#### Exercise brief
Please reproduce the records below word for word, leaving out the pictures.

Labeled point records
==*==

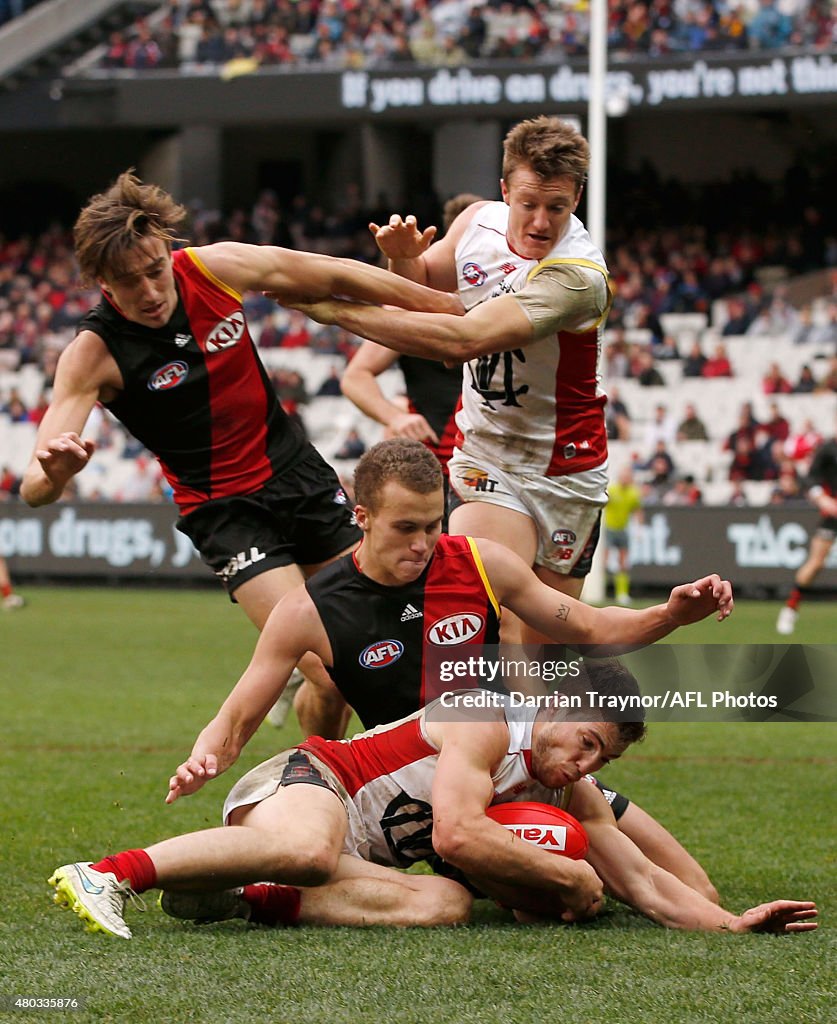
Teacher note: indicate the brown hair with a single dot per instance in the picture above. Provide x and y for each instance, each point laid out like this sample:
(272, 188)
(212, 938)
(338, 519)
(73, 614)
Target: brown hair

==*==

#### Full output
Teacher note: indicate the brown hair with a single dot per instance in the picture above. Provide x and y for each instance, each point laid out like this sample:
(272, 188)
(212, 938)
(338, 519)
(73, 614)
Target: brown hair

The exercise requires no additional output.